### SOURCE
........
As Nguyen et al. (2015) have also pointed out, universities typically use an amalgam of publication information, peer review, or a combination of the two former to quantify research personnel outputs at the individual principal investigator, department, or school levels. This combination, or bibliometrics, includes such elements as impact factors and/or citation rates. While there are both pro arguments (Taylor, 2011) and contra arguments (Adams, 2009) to the use of bibliometrics, the inclusion of specific system derived information directly relevant to the integrated System of System (SoS) research project outputs has, to the best of the authors’ knowledge, not been attempted for inclusion.

Literature Review

Cost functions as almost a universal sanctioned means of exchange and value throughout communities (Newlyn, 1978). Investments in a particular quantity, whether it be equipment, labor, project, etc., can all be associated with the appropriate process if there is an accurate accounting system to assign “cost” in dollars to these processes and interactions (Langford, 2012). The system engineering usage of cost constituting the basis for modelling is also well known (Boehm et al., 2000; Blanchard, 1998).

Any performance management information system which has the capability to actively predict performance, must also meet two additional criteria: (1) it must have a program management framework; and (2) it must also have a procedural framework (Folan & Browne, 2005). The numeric basis of cost makes it attractive as many other gauges of systems measurement (Beamon, 1998). Beamon (1998) also concluded, however, that it is improbable that a unitary performance measure like cost will be sufficient, hence a conglomerate of performance measures is demanded for precise assessment.

The need to further classify research university project performance measures as they relate to performance information management is apparent from the fact that effective performance information management involves more than merely quantifying usefulness or benefit as the produced outcome of any organizational undertaking (Macbryde & Mendibil, 2003). Monitoring the processes responsible for those outcomes themselves is equally as important in order to influence the determination of the usefulness or benefit (Busi & Bitici, 2006). The outcome-process difference is also related to a ‘systems’ view of research university organizational functioning, in that the effectiveness or performance of the organizational system in question will itself then be a nascent property of interaction and processes between which and within which all elements that comprise the system as a whole may function (Atkinson, Waterhouse, & Wells, 1997).

Systems engineering (SE) involves the utilization of multiple academic disciplines to integrate various concepts “encompassing a wide range of engineering fields and associated analytical thought processes” (Kossiakoff & Sweet, 2003). It further defines an overall ‘systems’ thinking to consider the broader perspective that embraces a systems perspective as well as the interaction and integration of individual parts (Cowan, Allen, & Mistree, 2006; Haskins, 2006). Systems Engineering also bears a strong resemblance to an implementation of General Systems Theory in that the “general nature of a complex problem is to find a solution using systems ideas and principles” (von Bertalanffy, 1962).
........
### LISTED RECORDS
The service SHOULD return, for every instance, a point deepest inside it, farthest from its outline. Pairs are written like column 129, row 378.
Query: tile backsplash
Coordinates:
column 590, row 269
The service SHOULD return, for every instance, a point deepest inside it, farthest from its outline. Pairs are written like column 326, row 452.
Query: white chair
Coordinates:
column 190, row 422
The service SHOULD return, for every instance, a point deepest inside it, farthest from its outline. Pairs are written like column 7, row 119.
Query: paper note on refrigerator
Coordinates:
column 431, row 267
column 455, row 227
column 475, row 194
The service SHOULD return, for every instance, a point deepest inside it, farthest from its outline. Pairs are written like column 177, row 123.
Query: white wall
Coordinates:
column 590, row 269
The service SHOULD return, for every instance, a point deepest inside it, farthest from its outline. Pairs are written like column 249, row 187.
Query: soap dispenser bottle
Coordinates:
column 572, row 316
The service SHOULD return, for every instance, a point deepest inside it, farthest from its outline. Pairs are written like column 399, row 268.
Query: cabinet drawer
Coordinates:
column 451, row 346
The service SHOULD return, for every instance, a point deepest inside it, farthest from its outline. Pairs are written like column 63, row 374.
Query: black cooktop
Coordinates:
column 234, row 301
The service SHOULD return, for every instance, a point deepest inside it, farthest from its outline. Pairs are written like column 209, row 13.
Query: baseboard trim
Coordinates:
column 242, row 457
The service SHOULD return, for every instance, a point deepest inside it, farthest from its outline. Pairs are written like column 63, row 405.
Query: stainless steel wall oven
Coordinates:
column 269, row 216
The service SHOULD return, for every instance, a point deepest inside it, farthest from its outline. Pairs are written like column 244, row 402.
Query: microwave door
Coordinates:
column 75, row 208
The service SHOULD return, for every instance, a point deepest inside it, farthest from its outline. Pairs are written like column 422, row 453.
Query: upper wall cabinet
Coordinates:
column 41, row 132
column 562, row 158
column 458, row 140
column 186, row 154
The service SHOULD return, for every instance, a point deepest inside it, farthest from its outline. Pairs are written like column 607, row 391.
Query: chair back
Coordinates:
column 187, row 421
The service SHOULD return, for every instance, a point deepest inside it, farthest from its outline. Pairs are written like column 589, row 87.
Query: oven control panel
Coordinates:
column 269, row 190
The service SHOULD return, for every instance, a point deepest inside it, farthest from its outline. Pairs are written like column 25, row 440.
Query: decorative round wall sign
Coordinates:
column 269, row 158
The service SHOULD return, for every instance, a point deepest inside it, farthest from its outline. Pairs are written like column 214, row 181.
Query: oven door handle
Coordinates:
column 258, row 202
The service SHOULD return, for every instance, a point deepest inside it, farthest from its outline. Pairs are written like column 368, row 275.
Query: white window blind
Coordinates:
........
### REQUIRED TASK
Could you retype part of the passage on measuring research performance, beginning at the words "As Nguyen et" and stopping after "attempted for inclusion."? None of the lines are needed for this.

### RESULT OF THIS TASK
As Nguyen et al. (2015) have also pointed out, universities typically use an amalgam of publication information, peer review, or a combination of the two former to quantify research personnel outputs at the individual principal investigator, department, or school levels. This combination, or bibliometrics, includes such elements as impact factors and/or citation rates. While there are both pro arguments (Taylor, 2011) and contra arguments (Adams, 2009) to the use of bibliometrics, the inclusion of specific system derived information directly relevant to the integrated System of System (SoS) research project outputs has, to the best of the authors’ knowledge, not been attempted for inclusion.